### EXTRAIT DU TEXTE:
________________

Un adolescent va connaître plusieurs bouleversements. Un été où doucement il quitte l'enfance et l'innocence.
D'abord il découvre sur un étal de brocante une tablette de bois gravée de signes étranges, qui viendrait de l'Île de Pâques. Intrigué, comme hypnotisé, obsédé, il va se rendre à la bibliothèque du coin. Et rencontrer Elizabeth, la bibliothécaire spécialiste de cette île mystérieuse et surtout de cette langue incompréhensible. Elizabeth qui remue en lui des émotions troublantes.
Puis, il y a Ficelle, son pote de toujours, qui le rejoint pour quelques jours. Ficelle, le frondeur, l'espiègle, le rebelle. Mais, Ficelle, depuis l'été dernier a changé. De petits joints en passant, il est passé aux drogues plus dures. Qui passe doucement vers la petite délinquance.
C'est un de ces livres roman d'apprentissage et quête d'identité propre à cet état de l'adolescence.
La langue de Jean-Luc Cattacin a un rythme étrange, irrégulier, comme soumise aux évènements. Comme des vagues. Comme le vent qui se soulève, intense, et s'apaise soudainement.
Il y a des passages lumineux, très beaux. Surtout ceux où l'adolescent est complètement tourneboulé par les sentiments et les sensations que réveille en lui la jolie bibliothécaire Elizabeth.

________________

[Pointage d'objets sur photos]

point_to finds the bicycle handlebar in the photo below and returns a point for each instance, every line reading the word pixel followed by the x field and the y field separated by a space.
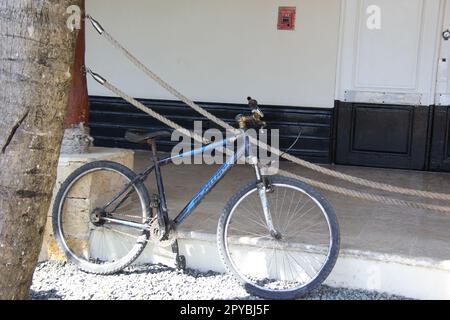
pixel 255 118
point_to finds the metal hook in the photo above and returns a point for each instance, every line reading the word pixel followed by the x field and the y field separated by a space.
pixel 95 76
pixel 95 24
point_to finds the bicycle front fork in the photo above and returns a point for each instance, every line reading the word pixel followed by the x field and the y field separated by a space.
pixel 263 189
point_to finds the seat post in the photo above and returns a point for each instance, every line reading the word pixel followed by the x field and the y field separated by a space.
pixel 163 213
pixel 152 144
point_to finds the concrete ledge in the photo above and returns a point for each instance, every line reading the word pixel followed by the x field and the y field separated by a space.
pixel 413 277
pixel 67 164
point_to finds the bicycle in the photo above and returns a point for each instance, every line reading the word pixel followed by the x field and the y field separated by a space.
pixel 278 236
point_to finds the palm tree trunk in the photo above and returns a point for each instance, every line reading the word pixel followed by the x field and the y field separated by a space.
pixel 36 55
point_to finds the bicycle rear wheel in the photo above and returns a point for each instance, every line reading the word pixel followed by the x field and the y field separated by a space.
pixel 92 192
pixel 292 261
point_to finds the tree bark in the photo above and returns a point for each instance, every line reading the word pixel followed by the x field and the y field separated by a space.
pixel 36 56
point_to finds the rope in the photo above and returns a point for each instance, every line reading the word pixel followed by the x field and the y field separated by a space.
pixel 306 164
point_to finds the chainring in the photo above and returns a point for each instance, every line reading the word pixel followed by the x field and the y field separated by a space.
pixel 155 235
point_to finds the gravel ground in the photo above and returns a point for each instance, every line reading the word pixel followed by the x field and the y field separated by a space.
pixel 53 280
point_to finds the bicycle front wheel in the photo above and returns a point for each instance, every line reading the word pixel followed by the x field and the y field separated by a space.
pixel 95 191
pixel 287 263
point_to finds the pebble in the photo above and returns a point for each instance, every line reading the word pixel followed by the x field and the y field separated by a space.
pixel 61 281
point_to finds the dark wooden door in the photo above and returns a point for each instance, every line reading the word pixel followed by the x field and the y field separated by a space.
pixel 440 140
pixel 389 136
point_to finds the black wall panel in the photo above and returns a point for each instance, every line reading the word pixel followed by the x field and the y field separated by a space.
pixel 111 117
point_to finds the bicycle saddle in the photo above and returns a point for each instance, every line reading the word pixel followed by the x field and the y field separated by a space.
pixel 137 136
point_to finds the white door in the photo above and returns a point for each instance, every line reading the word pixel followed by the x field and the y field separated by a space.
pixel 443 73
pixel 392 60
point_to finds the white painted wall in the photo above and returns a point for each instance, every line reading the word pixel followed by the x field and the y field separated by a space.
pixel 223 51
pixel 443 75
pixel 395 64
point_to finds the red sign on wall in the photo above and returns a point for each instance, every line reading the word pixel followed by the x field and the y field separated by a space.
pixel 286 18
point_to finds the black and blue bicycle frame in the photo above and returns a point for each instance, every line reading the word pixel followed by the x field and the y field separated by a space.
pixel 242 149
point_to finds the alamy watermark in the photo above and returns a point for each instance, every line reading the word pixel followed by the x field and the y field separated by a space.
pixel 73 22
pixel 196 154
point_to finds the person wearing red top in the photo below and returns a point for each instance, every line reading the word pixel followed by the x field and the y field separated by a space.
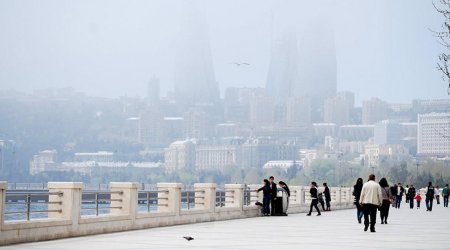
pixel 418 199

________________

### CONSIGNES:
a: Relevez dans l'extrait les trois termes qui qualifient Ficelle dans la phrase commençant par « Ficelle, le frondeur ».
b: Recopiez fidèlement l'extrait, depuis « Un adolescent va » jusqu'à « la petite délinquance. ».

### CORRIGÉS:
a: le frondeur, l'espiègle, le rebelle

b:
Un adolescent va connaître plusieurs bouleversements. Un été où doucement il quitte l'enfance et l'innocence.
D'abord il découvre sur un étal de brocante une tablette de bois gravée de signes étranges, qui viendrait de l'Île de Pâques. Intrigué, comme hypnotisé, obsédé, il va se rendre à la bibliothèque du coin. Et rencontrer Elizabeth, la bibliothécaire spécialiste de cette île mystérieuse et surtout de cette langue incompréhensible. Elizabeth qui remue en lui des émotions troublantes.
Puis, il y a Ficelle, son pote de toujours, qui le rejoint pour quelques jours. Ficelle, le frondeur, l'espiègle, le rebelle. Mais, Ficelle, depuis l'été dernier a changé. De petits joints en passant, il est passé aux drogues plus dures. Qui passe doucement vers la petite délinquance.